(Point-per-instance localization data)
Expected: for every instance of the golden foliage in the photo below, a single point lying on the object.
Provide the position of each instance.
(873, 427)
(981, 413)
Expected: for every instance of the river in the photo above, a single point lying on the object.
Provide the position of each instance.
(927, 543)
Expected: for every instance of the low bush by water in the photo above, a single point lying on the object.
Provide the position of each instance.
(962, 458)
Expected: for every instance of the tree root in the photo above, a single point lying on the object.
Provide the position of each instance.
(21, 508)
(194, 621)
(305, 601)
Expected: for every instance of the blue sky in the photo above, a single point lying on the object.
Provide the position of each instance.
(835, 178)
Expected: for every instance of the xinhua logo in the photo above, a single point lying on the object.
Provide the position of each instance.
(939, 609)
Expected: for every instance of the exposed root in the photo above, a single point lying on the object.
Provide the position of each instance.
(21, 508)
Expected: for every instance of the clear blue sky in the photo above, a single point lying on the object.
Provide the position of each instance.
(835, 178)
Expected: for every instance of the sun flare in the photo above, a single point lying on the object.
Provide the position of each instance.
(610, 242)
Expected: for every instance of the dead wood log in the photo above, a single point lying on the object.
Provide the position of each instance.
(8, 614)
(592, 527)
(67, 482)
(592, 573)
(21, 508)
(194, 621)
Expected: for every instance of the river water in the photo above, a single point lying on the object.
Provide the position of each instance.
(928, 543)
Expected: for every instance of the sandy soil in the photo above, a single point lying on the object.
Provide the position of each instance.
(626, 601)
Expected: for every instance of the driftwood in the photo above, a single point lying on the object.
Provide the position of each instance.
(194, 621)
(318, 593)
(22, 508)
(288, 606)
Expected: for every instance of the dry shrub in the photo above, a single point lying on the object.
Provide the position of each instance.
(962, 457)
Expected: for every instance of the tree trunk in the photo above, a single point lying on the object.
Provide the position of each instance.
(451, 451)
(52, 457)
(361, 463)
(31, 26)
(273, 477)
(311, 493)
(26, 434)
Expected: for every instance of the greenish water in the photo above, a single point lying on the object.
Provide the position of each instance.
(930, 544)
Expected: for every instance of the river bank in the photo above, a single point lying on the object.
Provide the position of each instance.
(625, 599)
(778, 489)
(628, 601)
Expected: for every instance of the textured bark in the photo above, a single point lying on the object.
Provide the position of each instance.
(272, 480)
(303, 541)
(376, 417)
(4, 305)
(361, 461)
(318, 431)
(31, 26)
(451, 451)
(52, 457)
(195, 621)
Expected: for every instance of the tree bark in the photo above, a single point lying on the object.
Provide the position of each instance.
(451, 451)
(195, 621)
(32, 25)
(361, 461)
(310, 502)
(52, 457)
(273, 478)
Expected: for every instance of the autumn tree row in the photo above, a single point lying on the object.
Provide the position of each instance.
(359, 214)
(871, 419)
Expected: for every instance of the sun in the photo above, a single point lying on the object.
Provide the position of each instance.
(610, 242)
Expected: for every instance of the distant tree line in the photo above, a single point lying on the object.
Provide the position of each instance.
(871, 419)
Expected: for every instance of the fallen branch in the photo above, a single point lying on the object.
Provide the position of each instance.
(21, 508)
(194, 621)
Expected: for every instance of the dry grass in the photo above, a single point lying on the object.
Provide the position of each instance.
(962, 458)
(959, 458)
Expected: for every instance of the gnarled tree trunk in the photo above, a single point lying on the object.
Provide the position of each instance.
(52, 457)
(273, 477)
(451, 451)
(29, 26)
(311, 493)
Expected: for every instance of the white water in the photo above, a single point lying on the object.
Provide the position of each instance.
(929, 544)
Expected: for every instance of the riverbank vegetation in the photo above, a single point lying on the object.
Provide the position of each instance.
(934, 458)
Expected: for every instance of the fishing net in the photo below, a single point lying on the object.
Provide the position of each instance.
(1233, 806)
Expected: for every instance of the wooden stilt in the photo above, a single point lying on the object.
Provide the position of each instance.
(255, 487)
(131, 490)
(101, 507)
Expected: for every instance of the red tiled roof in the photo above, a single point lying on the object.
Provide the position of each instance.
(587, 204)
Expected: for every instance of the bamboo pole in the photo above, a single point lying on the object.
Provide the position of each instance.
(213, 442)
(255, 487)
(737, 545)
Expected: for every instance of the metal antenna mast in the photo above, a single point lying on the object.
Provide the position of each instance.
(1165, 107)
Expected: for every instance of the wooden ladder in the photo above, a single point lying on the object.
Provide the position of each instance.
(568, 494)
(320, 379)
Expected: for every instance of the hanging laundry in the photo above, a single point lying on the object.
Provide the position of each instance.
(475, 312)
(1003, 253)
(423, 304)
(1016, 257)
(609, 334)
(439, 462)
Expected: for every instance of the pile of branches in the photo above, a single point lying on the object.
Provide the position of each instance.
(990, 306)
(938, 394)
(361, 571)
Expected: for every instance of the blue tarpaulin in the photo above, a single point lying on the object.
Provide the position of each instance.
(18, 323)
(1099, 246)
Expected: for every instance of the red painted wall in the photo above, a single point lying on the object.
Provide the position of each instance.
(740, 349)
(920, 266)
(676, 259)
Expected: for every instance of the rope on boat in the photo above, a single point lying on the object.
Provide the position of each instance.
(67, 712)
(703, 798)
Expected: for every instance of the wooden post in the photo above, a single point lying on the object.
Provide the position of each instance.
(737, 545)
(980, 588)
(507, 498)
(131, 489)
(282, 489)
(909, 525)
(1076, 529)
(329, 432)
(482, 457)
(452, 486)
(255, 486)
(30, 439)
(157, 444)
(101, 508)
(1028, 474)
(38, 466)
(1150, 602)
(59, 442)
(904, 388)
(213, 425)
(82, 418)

## Assignment:
Show each line in the data where the string "water" appears.

## Response for this exercise:
Expected: for every instance of the low bush by water in the photo above, a single point lying on the object.
Expected: for every instance of the river water in the photo above, a single point lying on the object.
Expected: for every instance of the greenish water in the photo above, a single point lying on the object.
Expected: for every instance of the white water in the photo above, a single point lying on the object.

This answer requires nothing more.